= Prompt =
Rewrite the lines starting at the one that contains "of the officer's" and ending at the one that contains "Target: officer's fingers", putting "officer's hands" wherever "officer's fingers" appears and leaving everything else unchanged.

= Records supplied =

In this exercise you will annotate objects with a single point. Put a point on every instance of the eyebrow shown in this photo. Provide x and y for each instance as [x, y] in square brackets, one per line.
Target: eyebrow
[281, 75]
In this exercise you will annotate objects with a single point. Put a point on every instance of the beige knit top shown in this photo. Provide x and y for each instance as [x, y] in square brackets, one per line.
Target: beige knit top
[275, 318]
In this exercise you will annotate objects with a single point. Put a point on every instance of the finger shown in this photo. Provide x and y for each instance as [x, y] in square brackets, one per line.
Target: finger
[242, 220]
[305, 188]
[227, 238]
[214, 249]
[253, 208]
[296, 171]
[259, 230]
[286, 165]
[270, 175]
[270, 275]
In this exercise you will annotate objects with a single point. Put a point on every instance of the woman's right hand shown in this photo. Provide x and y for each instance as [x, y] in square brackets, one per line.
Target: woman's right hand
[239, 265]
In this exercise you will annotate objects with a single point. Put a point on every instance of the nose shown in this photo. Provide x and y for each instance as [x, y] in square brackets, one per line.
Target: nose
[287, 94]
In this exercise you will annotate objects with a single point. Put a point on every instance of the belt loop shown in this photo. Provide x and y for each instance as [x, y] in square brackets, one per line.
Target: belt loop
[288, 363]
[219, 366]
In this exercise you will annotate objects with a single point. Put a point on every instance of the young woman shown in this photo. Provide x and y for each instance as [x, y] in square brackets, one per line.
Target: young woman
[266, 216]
* * *
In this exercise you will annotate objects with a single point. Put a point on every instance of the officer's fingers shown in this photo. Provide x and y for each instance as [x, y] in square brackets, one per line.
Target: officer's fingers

= Correct result =
In this exercise you will annotate objects with a single point. Put a point on every instance of the officer's hands shown in this photo. Provide x and y for each instance as [x, y] in square brackets, one per line.
Target: officer's hands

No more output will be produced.